Given request → In the data below, find every line that contains the string "tape" and copy each one. Matches are case-sensitive.

Given entries →
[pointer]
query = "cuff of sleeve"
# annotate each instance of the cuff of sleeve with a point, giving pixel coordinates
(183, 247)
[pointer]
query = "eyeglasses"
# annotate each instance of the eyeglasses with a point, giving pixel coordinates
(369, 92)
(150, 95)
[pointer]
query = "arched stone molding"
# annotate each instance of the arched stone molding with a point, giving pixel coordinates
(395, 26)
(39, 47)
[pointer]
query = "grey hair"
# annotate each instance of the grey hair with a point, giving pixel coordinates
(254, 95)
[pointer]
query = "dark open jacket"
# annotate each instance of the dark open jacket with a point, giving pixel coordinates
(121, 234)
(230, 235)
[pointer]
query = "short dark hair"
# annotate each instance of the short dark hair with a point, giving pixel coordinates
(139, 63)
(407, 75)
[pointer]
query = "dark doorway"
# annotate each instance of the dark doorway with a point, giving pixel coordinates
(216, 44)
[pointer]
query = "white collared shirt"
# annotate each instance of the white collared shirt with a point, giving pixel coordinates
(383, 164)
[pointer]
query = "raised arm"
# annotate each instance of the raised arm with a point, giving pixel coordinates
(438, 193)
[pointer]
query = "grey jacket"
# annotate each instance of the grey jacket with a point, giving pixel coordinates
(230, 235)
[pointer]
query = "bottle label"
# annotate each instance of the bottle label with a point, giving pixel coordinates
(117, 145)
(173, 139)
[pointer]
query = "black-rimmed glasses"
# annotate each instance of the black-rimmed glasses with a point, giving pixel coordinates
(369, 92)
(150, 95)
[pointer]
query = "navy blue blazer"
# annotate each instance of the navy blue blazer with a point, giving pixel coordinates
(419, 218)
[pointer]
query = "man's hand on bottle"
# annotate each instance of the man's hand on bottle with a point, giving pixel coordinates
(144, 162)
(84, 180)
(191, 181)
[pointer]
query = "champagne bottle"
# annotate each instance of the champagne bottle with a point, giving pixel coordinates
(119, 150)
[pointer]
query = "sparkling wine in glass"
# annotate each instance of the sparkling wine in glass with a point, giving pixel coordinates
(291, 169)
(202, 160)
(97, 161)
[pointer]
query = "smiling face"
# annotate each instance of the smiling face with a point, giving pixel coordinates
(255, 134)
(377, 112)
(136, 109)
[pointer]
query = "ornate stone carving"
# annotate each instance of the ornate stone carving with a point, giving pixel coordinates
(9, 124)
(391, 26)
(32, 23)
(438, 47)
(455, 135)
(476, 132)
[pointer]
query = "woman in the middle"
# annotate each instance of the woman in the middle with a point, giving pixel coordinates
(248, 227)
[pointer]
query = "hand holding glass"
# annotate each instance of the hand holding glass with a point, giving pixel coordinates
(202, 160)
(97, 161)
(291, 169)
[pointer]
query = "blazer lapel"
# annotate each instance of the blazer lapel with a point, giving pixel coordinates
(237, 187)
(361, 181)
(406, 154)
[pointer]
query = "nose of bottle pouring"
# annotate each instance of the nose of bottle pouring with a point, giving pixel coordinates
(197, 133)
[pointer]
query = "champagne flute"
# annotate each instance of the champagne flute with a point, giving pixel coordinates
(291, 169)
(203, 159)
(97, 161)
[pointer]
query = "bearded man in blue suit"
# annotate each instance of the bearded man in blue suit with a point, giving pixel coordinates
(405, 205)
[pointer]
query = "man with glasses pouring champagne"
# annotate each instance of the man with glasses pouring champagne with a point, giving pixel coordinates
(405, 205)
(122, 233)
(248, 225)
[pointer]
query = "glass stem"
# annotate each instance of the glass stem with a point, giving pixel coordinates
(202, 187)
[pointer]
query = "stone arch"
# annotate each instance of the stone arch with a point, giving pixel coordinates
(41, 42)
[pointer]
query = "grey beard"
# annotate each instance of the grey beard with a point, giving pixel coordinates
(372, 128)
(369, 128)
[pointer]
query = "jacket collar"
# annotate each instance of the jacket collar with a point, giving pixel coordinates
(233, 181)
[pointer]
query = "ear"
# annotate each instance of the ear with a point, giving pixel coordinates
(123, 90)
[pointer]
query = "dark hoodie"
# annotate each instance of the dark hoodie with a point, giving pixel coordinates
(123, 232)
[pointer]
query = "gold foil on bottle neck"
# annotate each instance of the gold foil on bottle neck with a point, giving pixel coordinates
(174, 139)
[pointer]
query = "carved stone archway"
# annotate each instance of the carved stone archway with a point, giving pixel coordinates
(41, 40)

* * *

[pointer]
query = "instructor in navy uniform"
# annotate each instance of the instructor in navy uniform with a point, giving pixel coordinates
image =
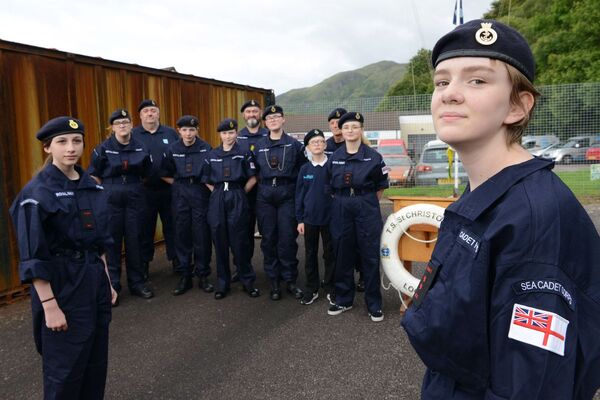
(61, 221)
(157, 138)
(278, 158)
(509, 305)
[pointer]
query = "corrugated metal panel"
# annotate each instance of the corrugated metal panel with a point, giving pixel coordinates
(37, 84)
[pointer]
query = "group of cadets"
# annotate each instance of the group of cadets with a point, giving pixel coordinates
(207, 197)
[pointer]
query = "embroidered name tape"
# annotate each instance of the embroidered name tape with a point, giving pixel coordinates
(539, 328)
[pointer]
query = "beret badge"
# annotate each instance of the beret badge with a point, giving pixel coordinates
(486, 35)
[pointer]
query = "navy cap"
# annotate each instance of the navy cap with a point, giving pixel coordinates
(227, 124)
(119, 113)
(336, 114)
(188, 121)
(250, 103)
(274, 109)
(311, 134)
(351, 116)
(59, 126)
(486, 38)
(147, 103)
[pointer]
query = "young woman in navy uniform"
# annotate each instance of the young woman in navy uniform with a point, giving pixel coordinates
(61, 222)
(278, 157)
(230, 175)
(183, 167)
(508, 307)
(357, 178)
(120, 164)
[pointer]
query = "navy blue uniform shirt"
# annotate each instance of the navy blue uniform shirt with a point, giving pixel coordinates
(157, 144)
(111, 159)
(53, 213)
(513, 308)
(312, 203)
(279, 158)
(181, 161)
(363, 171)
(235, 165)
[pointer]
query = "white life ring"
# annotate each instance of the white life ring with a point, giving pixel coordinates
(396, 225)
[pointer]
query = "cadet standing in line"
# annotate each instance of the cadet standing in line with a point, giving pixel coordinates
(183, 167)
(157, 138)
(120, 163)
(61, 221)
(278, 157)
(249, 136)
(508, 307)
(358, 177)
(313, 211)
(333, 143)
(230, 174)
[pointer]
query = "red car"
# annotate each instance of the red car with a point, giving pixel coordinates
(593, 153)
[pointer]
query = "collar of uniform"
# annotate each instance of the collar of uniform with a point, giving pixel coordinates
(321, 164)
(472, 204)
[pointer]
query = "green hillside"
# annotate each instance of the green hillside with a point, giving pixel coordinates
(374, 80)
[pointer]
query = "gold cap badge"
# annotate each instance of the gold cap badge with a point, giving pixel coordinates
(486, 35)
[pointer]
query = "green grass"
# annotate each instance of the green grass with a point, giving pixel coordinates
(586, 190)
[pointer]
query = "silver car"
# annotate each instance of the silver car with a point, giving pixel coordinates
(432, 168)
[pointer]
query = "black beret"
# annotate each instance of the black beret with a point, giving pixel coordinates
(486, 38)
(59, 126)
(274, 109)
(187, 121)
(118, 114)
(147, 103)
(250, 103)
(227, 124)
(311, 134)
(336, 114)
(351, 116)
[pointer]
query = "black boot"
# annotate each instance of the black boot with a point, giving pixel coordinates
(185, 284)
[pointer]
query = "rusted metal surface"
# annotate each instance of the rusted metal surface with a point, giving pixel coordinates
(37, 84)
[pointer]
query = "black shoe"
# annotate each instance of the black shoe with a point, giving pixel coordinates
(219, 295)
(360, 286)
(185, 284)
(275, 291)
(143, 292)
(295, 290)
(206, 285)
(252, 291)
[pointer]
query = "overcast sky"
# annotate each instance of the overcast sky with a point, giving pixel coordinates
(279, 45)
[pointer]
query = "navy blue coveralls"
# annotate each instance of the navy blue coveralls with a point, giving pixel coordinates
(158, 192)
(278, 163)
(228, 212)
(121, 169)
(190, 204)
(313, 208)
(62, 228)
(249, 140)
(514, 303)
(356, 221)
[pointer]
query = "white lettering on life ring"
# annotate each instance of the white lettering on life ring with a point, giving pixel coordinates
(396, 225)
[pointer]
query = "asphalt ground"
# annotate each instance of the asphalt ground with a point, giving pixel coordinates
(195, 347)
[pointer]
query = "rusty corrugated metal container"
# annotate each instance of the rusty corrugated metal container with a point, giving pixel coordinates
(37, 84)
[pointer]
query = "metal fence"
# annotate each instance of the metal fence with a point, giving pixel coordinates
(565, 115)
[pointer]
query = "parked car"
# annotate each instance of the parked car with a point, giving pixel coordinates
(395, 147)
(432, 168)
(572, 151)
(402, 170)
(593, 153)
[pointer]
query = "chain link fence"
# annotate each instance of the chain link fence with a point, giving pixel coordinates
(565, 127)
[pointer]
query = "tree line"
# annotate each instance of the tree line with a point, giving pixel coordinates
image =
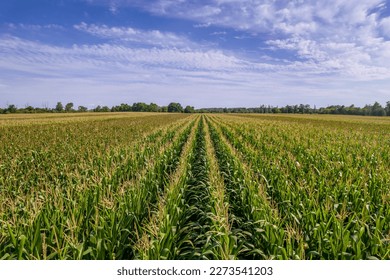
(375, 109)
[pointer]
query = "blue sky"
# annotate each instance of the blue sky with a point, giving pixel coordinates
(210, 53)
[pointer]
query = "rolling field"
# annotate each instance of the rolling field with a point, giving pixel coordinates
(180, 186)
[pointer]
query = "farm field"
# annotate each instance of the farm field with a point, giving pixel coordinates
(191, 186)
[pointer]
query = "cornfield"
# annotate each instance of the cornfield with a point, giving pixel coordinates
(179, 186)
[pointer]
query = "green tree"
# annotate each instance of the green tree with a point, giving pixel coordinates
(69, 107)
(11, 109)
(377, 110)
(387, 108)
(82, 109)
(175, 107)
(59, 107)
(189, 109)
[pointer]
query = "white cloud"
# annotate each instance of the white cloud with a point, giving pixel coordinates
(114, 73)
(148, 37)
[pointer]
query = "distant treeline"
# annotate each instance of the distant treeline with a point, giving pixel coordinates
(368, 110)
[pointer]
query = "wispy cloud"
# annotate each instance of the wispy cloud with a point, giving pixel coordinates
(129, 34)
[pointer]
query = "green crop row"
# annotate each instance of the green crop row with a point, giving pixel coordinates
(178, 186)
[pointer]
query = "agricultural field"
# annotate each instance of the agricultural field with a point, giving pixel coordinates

Exercise output →
query = "embroidered name tape"
# annotate each instance of the embroidered name tape with a point, giving pixel coordinates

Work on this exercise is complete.